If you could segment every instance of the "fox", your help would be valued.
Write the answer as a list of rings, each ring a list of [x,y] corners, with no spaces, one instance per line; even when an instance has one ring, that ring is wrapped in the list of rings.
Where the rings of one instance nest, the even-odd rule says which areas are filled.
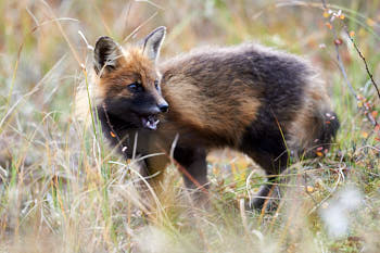
[[[206,156],[224,148],[246,154],[275,184],[291,156],[316,157],[331,146],[340,123],[307,60],[245,42],[159,62],[165,35],[161,26],[126,47],[103,36],[93,51],[102,131],[126,159],[143,157],[141,175],[155,175],[152,184],[175,161],[185,187],[203,192]],[[261,208],[269,191],[263,185],[252,205]]]

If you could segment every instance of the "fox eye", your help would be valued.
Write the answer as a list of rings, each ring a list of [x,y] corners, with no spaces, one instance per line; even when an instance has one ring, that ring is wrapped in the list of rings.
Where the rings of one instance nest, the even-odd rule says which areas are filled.
[[[142,85],[140,83],[138,83],[138,81],[135,81],[135,83],[128,85],[128,89],[134,91],[134,92],[143,91]]]

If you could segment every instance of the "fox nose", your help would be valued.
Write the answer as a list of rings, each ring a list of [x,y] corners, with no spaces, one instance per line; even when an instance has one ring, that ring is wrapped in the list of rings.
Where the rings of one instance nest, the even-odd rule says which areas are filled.
[[[166,113],[169,109],[169,105],[165,102],[165,103],[161,103],[157,105],[160,111],[163,112],[163,113]]]

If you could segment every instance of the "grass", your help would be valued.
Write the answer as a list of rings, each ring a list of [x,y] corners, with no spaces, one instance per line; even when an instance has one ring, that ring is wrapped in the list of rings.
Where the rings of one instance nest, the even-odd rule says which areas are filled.
[[[371,103],[367,112],[338,68],[319,1],[0,0],[0,251],[378,252],[380,136],[365,113],[379,121],[379,99],[341,30],[345,24],[355,31],[378,80],[380,1],[330,3],[345,14],[333,22],[340,54],[355,91]],[[134,161],[114,155],[97,126],[77,122],[80,64],[91,61],[78,30],[90,43],[101,35],[122,42],[160,25],[169,31],[163,58],[256,40],[320,67],[341,121],[337,143],[322,160],[292,163],[276,210],[243,208],[265,177],[225,150],[208,156],[210,211],[190,212],[170,166],[165,195],[148,212]]]

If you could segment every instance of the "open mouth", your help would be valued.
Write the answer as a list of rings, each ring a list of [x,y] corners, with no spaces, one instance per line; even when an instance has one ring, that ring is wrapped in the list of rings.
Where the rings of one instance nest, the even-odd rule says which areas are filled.
[[[141,123],[144,128],[155,130],[157,129],[160,121],[156,118],[156,115],[148,115],[141,117]]]

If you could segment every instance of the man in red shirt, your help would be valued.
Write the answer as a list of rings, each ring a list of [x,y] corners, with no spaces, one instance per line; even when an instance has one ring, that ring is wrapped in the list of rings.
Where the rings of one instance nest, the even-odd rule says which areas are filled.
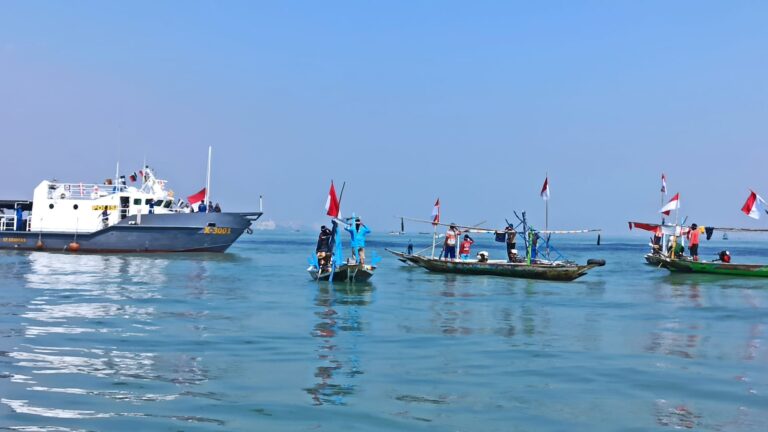
[[[691,253],[691,258],[694,261],[699,260],[699,226],[691,224],[691,230],[688,231],[688,252]]]
[[[461,242],[461,247],[459,248],[459,256],[463,261],[469,259],[469,249],[472,247],[474,242],[475,241],[472,240],[472,237],[464,234],[464,241]]]

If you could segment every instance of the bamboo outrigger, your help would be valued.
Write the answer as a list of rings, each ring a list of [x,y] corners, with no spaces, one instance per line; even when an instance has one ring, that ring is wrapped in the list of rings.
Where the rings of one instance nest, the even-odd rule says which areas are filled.
[[[515,214],[517,216],[517,214]],[[395,255],[397,259],[406,264],[413,264],[422,267],[430,272],[436,273],[457,273],[465,275],[491,275],[491,276],[503,276],[514,277],[523,279],[539,279],[550,281],[573,281],[578,279],[595,267],[601,267],[605,265],[605,261],[601,259],[590,259],[586,264],[576,264],[572,261],[567,261],[558,257],[557,259],[550,260],[550,250],[554,251],[549,245],[549,235],[551,234],[575,234],[575,233],[587,233],[587,232],[600,232],[600,230],[545,230],[536,231],[533,228],[528,227],[525,220],[525,213],[520,218],[520,224],[523,227],[521,237],[524,239],[526,247],[525,257],[509,261],[509,260],[489,260],[489,259],[465,259],[465,260],[453,260],[442,259],[441,257],[435,258],[434,255],[426,256],[419,253],[409,254],[405,252],[398,252],[387,249],[388,252]],[[448,224],[434,223],[432,221],[425,221],[419,219],[410,219],[417,222],[432,223],[435,226],[449,226]],[[481,228],[476,226],[461,226],[455,225],[457,228],[461,228],[464,232],[474,233],[503,233],[509,230],[515,230],[515,227],[507,223],[507,231],[490,230],[487,228]],[[514,231],[517,234],[517,231]],[[544,238],[542,235],[546,235]],[[539,251],[544,254],[544,259],[537,259],[536,241],[543,239],[546,241],[546,248]],[[433,239],[434,244],[434,239]],[[434,246],[433,246],[434,250]]]
[[[436,273],[458,273],[466,275],[504,276],[522,279],[540,279],[569,282],[576,280],[590,269],[605,265],[604,260],[590,259],[586,265],[566,261],[557,262],[507,262],[504,260],[443,260],[425,256],[412,255],[406,258],[409,262]]]
[[[680,273],[768,277],[768,265],[766,264],[733,264],[713,261],[693,261],[690,259],[662,258],[661,266],[671,272]]]

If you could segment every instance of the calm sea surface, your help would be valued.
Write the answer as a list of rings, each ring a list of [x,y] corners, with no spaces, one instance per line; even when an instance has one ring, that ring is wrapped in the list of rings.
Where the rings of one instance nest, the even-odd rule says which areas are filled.
[[[384,251],[407,240],[374,236],[360,286],[309,279],[314,233],[0,252],[0,428],[766,430],[768,280],[670,275],[644,238],[569,239],[608,261],[572,283],[429,274]],[[724,247],[768,262],[738,239],[701,253]]]

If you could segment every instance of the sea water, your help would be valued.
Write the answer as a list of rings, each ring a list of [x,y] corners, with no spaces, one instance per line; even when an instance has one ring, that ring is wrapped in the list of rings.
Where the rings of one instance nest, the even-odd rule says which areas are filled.
[[[766,279],[672,275],[610,237],[560,244],[607,261],[570,283],[433,274],[384,250],[428,236],[374,235],[371,283],[330,285],[306,272],[315,235],[0,252],[0,428],[766,430]],[[726,247],[768,262],[765,243],[701,253]]]

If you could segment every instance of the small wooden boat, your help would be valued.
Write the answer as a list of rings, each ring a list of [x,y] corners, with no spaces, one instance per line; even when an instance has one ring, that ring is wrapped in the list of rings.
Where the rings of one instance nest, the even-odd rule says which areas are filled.
[[[335,270],[320,270],[316,266],[307,269],[312,279],[332,282],[366,282],[373,276],[376,266],[363,264],[342,264]]]
[[[671,272],[708,273],[723,276],[768,277],[768,265],[766,264],[733,264],[663,258],[661,266]]]
[[[413,254],[407,254],[405,252],[398,252],[398,251],[394,251],[392,249],[387,249],[387,248],[384,248],[384,250],[389,252],[389,253],[391,253],[392,255],[396,256],[397,260],[400,261],[403,264],[415,264],[415,263],[411,262],[411,259],[413,259],[413,257],[415,256]]]
[[[664,261],[664,259],[665,259],[664,255],[661,255],[658,253],[650,252],[645,254],[645,262],[652,266],[656,266],[656,267],[660,266],[662,261]]]
[[[526,262],[507,262],[503,260],[485,262],[477,260],[459,261],[442,260],[421,255],[403,255],[405,255],[403,259],[406,259],[408,262],[436,273],[491,275],[550,281],[572,281],[584,276],[590,269],[605,265],[604,260],[597,259],[588,260],[586,265],[570,262],[537,262],[528,264]]]

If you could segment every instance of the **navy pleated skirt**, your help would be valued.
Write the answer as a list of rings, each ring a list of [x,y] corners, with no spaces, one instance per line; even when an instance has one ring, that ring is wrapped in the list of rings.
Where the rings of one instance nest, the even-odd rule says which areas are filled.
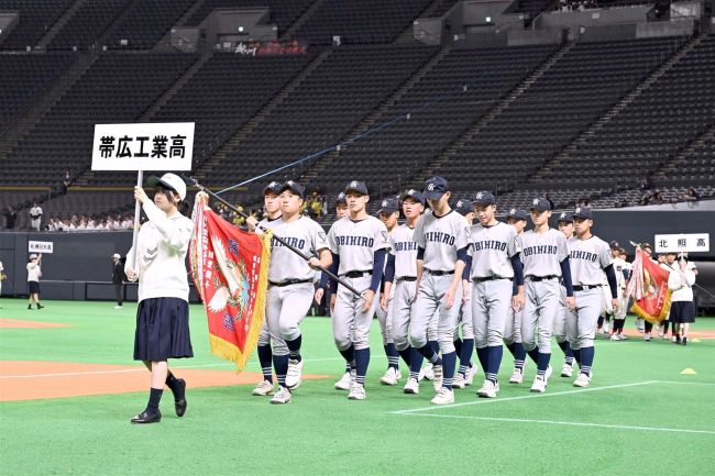
[[[153,298],[140,302],[134,359],[162,362],[193,356],[188,302],[178,298]]]

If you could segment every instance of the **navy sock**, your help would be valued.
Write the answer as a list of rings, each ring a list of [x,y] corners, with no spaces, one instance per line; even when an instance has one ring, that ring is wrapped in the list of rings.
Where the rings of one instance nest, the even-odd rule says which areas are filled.
[[[365,385],[365,374],[370,364],[370,347],[355,350],[355,381]]]
[[[454,367],[457,366],[457,352],[442,354],[442,387],[452,388]]]
[[[296,339],[293,341],[286,340],[286,345],[288,346],[288,351],[290,351],[290,358],[294,361],[302,361],[302,357],[300,356],[300,343],[302,342],[302,335],[298,335]]]
[[[263,372],[263,379],[273,384],[272,358],[273,351],[271,351],[271,344],[258,345],[258,363],[261,364],[261,372]]]
[[[276,378],[278,379],[278,385],[280,387],[286,387],[286,374],[288,373],[288,359],[289,355],[274,355],[273,356],[273,366],[276,369]]]

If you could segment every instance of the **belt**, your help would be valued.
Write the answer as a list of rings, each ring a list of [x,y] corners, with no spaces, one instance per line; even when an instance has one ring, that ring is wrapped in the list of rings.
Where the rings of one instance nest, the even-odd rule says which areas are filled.
[[[574,286],[573,290],[574,291],[587,291],[588,289],[595,289],[600,288],[603,285],[583,285],[583,286]]]
[[[369,269],[366,272],[348,272],[344,275],[340,276],[345,277],[345,278],[362,278],[363,276],[370,276],[373,274],[372,269]]]
[[[508,279],[510,281],[514,280],[514,278],[504,278],[502,276],[490,276],[490,277],[486,277],[486,278],[472,278],[472,280],[474,283],[496,281],[496,280],[499,280],[499,279]]]
[[[273,283],[268,281],[271,286],[278,286],[278,287],[284,287],[284,286],[290,286],[290,285],[300,285],[302,283],[312,283],[312,279],[288,279],[283,283]]]
[[[425,269],[425,270],[432,276],[449,276],[454,274],[453,269],[451,272],[433,272],[431,269]]]
[[[546,281],[546,280],[548,280],[548,279],[556,279],[556,278],[558,278],[558,277],[559,277],[559,276],[557,276],[557,275],[549,275],[549,276],[534,276],[534,275],[529,275],[529,276],[527,276],[526,278],[529,279],[530,281],[537,281],[537,283],[538,283],[538,281]]]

☆ ☆ ☆ ☆

> Exercise prompt
Go back to the data above and please quote exactly, and only, the lines from the line with "If you could segment every instance of the **belt**, your" through its last line.

> Output for this exercise
If you could segment every instance of the **belt**, your help would be valued.
Write the answer as a list of rings, each ring a list of [x,y] corners, with no spaces, one instance per line; even when an instance has one ring, that ring is wrapped in the list of rings.
Where the rings of one instance nest, the even-odd rule says which areas are filled.
[[[574,286],[573,290],[574,291],[587,291],[588,289],[595,289],[600,288],[603,285],[583,285],[583,286]]]
[[[369,269],[366,272],[348,272],[344,275],[340,276],[345,277],[345,278],[362,278],[363,276],[370,276],[373,274],[372,269]]]
[[[508,279],[510,281],[514,280],[514,278],[504,278],[502,276],[490,276],[490,277],[486,277],[486,278],[472,278],[472,280],[474,283],[496,281],[496,280],[499,280],[499,279]]]
[[[273,283],[268,281],[271,286],[278,286],[278,287],[284,287],[284,286],[290,286],[290,285],[300,285],[302,283],[312,283],[312,279],[288,279],[283,283]]]
[[[425,269],[425,270],[432,276],[449,276],[454,274],[453,269],[451,272],[433,272],[431,269]]]
[[[546,281],[546,280],[548,280],[548,279],[556,279],[556,278],[558,278],[558,277],[559,277],[559,276],[557,276],[557,275],[549,275],[549,276],[534,276],[534,275],[529,275],[529,276],[527,276],[526,278],[529,279],[530,281],[537,281],[537,283],[538,283],[538,281]]]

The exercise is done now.